To be done => The required output consists solely of the lines from the line containing "In this practice step, locate the gray" through the end of the records, copied exactly.

[Begin]

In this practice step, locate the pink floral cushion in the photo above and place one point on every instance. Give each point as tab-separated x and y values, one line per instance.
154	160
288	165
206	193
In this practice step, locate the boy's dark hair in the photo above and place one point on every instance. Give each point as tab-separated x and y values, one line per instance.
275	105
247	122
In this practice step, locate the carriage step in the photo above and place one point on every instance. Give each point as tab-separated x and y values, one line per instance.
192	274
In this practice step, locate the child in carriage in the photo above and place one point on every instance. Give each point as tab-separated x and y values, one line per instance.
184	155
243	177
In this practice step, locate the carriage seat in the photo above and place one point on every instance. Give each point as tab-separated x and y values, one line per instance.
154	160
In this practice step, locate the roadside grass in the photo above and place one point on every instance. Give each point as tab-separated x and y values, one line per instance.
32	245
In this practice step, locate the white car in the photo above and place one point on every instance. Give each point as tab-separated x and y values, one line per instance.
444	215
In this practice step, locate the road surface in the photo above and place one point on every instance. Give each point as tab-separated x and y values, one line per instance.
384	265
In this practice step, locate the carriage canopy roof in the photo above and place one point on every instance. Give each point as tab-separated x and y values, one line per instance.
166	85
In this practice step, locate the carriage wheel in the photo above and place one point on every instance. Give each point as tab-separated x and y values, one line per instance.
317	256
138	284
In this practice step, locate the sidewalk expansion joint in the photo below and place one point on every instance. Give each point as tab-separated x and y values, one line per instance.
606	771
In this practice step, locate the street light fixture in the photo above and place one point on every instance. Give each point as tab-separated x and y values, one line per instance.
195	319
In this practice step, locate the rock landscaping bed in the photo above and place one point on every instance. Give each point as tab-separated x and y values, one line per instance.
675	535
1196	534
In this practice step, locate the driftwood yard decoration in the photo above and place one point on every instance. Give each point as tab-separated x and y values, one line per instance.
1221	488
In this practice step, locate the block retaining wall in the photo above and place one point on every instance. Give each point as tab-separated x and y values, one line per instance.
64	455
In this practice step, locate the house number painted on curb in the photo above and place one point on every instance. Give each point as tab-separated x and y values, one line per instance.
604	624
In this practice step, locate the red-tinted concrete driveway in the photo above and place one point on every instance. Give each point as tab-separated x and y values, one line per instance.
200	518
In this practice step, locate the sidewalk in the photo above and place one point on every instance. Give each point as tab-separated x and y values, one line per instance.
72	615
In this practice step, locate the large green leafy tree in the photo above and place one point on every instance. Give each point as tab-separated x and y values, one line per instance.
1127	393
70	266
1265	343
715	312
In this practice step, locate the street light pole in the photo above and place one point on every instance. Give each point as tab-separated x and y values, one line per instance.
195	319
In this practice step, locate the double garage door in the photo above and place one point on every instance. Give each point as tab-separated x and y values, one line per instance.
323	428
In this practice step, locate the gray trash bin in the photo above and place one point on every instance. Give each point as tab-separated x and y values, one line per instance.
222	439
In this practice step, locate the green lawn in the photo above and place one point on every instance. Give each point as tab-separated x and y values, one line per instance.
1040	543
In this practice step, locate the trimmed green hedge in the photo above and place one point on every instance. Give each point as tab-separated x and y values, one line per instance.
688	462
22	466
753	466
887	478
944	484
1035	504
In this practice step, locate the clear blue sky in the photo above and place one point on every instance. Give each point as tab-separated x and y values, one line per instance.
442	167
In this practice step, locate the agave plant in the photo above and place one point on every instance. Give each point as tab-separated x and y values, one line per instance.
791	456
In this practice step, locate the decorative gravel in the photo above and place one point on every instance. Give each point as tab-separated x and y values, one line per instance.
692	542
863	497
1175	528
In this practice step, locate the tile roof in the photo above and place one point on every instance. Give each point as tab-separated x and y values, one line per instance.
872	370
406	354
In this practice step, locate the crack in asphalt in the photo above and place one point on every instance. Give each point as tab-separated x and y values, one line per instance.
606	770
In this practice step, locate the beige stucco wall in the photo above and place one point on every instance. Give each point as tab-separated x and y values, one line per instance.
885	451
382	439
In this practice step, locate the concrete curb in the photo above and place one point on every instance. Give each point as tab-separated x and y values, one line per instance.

[End]

Result for this task =>
In this practice step, locate the gray trash bin in the photo above and place one point on every instance. Give each point as tab-separated x and y values, one line per instance.
222	439
In this practice step, locate the green lawn in the photo above and place one point on every instance. Give each point as tab-separated x and y values, one line per instance.
1040	543
In this practice step, locate the trimmed green hedge in the photo above and place one point on every instance. Give each point as tab-separated x and y values, one line per instance.
688	462
22	466
753	466
887	478
944	484
1035	504
In this practice step, locate the clear blue sky in the photo above and place one point on every instance. Give each point as tab-separated x and y values, one line per instance.
442	167
In this practice step, locate the agave plant in the photo above and place one point on every instance. Give each point as tab-separated x and y values, one line per instance.
791	456
In this practice step, locate the decorative gravel in the photo above and place one point on every instance. Give each point as tab-separated x and y values, one line per instance.
692	542
863	497
1175	528
In this practice step, locate the tile roof in the photo above and place one point on every instance. Give each point as tab-separated x and y values, one line per instance.
872	370
406	354
In this practice step, locate the crack in asphalt in the photo above and place one point on every instance. Give each point as tab-separated x and y values, one line per instance.
606	770
In this practice step, locate the beige stucco wall in the photo above and place one point on every instance. Give each point as tab-separated x and y values, one line per instance.
885	451
382	439
In this practice step, locate the concrete curb in the photo above and place one point on every instance. Give each point as tab-separated x and y values, one line per instance.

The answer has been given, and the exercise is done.